(WHAT TO PRODUCE):
List every line in the rows below that contains the string "ceiling". Matching is case-sensitive.
===== DATA ENTRIES =====
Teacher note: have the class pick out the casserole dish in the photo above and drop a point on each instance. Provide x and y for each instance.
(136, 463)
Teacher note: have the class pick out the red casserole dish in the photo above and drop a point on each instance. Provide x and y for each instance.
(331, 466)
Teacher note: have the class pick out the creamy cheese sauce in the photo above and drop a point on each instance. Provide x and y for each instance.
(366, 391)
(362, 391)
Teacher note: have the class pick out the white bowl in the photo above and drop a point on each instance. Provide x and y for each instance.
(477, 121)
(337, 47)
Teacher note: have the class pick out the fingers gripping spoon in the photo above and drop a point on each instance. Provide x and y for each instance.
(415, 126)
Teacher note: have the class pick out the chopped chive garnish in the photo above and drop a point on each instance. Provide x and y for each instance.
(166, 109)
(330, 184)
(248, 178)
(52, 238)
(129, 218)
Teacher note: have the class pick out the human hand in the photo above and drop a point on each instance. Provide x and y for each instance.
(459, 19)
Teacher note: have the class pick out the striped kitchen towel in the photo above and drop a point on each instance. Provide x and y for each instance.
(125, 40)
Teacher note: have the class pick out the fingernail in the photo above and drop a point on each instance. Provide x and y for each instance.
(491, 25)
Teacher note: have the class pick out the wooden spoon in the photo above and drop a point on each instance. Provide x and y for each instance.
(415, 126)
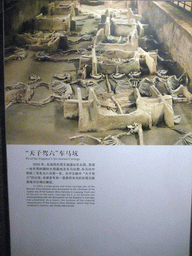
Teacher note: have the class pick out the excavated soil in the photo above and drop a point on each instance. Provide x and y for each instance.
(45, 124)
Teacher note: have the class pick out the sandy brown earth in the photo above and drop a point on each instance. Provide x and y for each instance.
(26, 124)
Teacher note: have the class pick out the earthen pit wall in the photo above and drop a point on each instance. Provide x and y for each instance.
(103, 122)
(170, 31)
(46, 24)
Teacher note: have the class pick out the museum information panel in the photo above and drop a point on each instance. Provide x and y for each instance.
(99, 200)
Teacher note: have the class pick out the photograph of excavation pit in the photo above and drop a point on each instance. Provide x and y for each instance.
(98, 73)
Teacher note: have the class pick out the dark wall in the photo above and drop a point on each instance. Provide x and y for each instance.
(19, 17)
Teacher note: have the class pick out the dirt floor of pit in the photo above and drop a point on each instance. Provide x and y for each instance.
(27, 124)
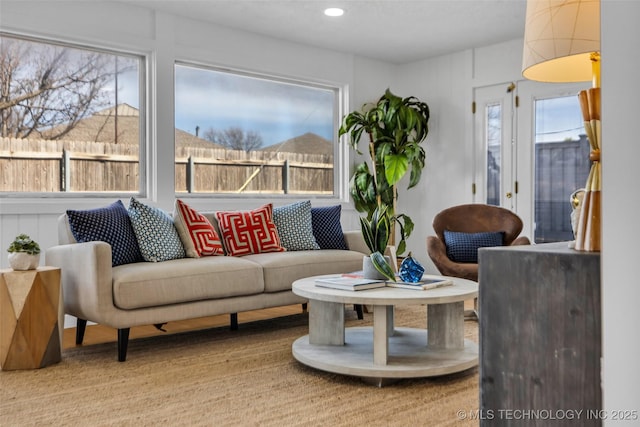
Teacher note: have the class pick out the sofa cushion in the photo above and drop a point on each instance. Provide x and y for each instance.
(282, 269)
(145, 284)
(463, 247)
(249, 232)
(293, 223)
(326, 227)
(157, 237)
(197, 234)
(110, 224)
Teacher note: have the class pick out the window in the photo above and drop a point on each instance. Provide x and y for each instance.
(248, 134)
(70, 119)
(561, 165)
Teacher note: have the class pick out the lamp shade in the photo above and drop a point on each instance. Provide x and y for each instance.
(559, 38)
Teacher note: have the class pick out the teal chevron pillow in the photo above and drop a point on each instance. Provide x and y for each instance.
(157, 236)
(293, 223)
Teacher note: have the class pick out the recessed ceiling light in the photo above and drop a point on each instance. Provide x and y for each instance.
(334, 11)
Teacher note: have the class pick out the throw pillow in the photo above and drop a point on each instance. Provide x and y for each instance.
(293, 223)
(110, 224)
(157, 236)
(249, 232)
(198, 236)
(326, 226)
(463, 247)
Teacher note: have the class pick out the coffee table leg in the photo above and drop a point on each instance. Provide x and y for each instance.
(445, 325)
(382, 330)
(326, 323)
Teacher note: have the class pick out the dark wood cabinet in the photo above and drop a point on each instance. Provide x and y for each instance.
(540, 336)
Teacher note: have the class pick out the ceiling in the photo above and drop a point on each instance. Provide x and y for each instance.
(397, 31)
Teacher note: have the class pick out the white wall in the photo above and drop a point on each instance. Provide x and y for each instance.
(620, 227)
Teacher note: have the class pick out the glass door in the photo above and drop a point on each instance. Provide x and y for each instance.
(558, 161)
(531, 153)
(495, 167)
=====
===== DATA ENTRIES =====
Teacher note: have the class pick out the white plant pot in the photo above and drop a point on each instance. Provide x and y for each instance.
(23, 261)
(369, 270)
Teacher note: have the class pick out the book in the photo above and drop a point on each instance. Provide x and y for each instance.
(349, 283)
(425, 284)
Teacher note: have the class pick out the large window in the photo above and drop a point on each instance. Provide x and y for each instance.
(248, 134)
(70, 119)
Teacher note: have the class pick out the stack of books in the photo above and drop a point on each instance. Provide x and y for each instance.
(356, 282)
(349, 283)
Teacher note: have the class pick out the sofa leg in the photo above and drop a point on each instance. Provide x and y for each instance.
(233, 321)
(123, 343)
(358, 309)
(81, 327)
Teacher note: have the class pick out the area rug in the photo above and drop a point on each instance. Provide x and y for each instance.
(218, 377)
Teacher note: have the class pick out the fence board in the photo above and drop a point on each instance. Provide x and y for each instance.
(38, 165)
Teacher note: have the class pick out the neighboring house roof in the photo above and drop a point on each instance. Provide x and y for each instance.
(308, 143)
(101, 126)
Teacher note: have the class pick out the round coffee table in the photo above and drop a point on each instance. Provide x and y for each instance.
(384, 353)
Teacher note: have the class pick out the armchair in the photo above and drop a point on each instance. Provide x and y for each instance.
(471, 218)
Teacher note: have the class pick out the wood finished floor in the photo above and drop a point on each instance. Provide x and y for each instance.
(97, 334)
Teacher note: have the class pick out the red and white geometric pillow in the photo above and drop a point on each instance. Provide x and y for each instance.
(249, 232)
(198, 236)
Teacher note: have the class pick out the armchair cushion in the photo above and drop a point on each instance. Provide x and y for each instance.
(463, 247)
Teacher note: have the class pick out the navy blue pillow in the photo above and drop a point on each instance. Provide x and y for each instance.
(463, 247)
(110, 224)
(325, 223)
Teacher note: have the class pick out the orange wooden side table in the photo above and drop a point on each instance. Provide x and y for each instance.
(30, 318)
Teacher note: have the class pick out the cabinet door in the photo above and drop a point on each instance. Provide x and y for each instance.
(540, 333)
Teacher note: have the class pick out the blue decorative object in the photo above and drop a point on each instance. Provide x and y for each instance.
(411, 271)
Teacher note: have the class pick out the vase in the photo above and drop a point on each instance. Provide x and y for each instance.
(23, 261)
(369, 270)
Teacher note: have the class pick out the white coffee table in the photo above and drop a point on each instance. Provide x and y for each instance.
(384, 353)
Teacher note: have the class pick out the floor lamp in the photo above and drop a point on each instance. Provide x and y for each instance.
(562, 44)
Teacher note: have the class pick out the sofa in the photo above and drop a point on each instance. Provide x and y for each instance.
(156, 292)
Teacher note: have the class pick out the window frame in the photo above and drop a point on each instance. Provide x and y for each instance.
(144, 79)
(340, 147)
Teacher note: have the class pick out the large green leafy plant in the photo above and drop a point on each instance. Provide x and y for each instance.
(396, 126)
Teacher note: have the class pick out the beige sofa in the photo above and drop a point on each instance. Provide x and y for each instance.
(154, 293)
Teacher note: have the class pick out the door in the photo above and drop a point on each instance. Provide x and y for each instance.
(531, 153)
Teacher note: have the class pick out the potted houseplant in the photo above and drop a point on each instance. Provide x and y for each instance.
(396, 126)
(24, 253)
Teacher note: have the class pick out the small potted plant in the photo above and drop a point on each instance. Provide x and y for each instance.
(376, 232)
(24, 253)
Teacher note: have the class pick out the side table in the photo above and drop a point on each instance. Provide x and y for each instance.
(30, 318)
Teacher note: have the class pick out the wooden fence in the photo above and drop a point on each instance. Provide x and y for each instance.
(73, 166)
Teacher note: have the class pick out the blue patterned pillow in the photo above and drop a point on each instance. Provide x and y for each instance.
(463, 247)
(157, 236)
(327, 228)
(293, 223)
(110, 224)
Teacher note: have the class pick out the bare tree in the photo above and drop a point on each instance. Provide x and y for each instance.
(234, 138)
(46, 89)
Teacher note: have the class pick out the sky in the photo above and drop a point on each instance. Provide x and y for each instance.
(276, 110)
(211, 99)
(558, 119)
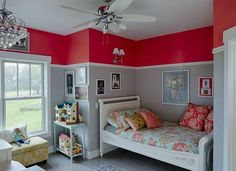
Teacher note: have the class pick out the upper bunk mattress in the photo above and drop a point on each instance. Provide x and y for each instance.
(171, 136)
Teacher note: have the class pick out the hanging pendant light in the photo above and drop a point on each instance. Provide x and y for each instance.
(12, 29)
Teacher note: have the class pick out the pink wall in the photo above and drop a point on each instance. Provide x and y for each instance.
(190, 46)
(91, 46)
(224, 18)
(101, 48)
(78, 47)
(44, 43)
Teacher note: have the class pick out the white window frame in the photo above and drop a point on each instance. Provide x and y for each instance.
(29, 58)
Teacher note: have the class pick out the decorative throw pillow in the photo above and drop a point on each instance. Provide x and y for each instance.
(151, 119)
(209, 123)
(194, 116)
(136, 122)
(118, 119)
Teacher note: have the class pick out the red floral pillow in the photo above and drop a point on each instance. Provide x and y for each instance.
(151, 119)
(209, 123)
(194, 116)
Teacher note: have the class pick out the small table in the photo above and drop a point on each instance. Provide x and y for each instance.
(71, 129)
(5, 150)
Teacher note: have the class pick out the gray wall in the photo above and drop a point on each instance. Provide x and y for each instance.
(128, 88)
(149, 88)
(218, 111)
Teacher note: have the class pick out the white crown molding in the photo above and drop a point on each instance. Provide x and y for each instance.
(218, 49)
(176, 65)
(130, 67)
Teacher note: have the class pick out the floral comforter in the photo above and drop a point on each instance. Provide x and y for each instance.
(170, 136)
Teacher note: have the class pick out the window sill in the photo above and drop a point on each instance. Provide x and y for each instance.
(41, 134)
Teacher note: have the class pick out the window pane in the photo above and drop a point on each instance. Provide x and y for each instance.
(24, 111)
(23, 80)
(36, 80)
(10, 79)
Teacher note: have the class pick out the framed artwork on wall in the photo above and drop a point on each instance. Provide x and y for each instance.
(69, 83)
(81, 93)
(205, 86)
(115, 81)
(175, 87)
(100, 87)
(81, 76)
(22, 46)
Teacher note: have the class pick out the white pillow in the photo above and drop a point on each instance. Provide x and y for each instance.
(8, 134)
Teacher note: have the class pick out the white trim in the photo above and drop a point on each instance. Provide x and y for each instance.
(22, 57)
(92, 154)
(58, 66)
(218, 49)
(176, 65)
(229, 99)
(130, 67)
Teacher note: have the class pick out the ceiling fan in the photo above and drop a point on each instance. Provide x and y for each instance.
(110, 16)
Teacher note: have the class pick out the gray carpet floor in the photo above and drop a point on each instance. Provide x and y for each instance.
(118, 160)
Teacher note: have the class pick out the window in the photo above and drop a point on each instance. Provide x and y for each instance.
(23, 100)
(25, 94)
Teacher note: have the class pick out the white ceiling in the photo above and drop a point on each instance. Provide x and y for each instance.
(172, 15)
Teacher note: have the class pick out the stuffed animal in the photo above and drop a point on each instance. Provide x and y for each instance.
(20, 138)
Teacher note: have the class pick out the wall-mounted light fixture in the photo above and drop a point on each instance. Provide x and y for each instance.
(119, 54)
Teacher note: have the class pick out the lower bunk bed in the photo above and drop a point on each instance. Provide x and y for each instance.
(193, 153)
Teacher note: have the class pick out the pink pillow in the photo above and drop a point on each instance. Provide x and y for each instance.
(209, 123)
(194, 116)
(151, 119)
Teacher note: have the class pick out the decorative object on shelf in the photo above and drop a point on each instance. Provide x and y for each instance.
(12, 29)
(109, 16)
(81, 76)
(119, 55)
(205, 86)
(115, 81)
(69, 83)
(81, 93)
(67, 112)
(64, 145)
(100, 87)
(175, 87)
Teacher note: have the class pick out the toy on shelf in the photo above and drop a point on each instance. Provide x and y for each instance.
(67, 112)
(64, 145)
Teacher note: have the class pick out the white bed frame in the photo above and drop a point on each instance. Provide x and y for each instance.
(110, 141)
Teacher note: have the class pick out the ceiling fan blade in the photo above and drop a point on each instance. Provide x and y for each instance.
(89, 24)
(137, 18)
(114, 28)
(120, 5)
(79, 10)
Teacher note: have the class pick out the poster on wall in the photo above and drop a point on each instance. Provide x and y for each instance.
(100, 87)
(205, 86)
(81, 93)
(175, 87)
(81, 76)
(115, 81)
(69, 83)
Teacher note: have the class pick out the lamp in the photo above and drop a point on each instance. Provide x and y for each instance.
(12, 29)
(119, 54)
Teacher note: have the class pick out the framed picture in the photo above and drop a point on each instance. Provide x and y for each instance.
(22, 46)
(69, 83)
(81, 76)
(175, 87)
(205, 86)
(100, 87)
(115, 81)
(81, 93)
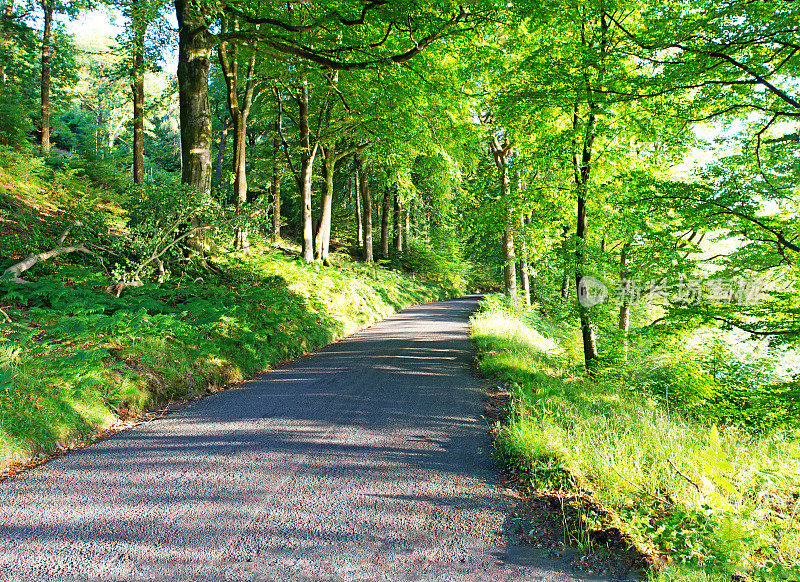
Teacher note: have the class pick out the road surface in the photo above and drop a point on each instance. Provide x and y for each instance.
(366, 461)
=====
===== DATA ENTRIES =====
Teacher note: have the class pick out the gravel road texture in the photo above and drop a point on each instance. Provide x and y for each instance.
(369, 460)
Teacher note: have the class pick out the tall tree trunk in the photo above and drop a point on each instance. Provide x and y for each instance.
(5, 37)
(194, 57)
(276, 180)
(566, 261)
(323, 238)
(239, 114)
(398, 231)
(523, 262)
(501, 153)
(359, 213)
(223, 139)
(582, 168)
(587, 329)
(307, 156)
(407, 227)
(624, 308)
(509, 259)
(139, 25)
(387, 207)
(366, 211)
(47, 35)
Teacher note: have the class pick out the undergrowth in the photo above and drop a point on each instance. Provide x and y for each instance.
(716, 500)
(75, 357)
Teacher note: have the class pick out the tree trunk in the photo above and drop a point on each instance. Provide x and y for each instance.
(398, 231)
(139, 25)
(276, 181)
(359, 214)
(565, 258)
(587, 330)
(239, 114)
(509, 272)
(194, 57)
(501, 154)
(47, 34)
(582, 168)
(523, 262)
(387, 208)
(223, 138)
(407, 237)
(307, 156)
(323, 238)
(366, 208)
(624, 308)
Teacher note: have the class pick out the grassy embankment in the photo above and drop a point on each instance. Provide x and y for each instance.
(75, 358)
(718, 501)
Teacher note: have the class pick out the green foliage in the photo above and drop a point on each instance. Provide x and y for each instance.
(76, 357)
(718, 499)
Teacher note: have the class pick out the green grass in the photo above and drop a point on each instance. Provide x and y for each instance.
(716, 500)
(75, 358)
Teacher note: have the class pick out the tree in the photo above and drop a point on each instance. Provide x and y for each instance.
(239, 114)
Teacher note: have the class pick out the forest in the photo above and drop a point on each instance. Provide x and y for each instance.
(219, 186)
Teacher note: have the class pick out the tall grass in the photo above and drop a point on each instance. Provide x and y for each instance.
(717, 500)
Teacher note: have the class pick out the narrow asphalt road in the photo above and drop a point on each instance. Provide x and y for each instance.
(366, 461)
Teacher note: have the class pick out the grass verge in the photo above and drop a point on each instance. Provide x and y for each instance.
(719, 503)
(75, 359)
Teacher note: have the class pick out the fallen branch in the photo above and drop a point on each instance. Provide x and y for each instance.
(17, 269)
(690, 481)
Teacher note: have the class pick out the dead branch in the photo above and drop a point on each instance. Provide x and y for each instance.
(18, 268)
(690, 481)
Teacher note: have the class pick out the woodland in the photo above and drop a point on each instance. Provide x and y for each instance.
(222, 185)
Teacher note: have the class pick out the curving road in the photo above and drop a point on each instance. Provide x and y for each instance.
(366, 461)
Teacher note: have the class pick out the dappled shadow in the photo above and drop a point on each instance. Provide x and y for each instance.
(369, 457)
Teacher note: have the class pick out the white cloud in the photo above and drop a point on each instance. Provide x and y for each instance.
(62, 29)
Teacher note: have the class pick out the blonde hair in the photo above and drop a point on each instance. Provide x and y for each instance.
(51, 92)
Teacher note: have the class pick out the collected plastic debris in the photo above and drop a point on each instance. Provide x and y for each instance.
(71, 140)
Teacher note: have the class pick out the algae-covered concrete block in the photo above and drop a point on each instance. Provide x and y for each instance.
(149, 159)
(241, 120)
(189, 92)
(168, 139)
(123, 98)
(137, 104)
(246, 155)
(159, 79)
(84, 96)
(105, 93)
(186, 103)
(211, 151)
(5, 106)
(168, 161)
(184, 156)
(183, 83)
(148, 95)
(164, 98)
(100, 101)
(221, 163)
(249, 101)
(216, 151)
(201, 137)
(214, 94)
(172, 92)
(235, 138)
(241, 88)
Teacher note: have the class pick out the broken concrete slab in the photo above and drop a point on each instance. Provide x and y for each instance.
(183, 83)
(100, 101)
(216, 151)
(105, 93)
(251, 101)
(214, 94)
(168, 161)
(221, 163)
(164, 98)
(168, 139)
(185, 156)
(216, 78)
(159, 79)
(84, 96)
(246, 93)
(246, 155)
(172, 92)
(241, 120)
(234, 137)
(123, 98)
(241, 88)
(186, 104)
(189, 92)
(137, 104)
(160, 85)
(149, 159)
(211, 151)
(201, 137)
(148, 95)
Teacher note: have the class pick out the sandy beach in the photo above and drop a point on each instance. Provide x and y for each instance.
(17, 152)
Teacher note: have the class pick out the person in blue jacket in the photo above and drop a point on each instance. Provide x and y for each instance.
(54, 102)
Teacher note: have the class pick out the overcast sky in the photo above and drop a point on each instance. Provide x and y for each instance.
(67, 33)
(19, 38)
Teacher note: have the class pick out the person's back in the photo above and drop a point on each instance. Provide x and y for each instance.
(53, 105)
=====
(COMPLETE OUTPUT):
Teacher note: have the class pick out the recessed ceiling light in the photo above and drop a point on each instance. Provide x and y for each instance.
Teacher note: have the class pick out the ceiling in the photo above and drop a point on each instance. Provide x and y for each instance.
Teacher note: have the class pick out the ceiling fan in the photo above and drop a point on each instance. Provide x and y for each instance.
Teacher note: have the class pick out the white ceiling in the photo above and drop a point on each instance. Provide x and y for each instance.
Teacher note: have the class pick out the ceiling fan blade in the photo above and drop a point on each instance. Provide x and y for each instance.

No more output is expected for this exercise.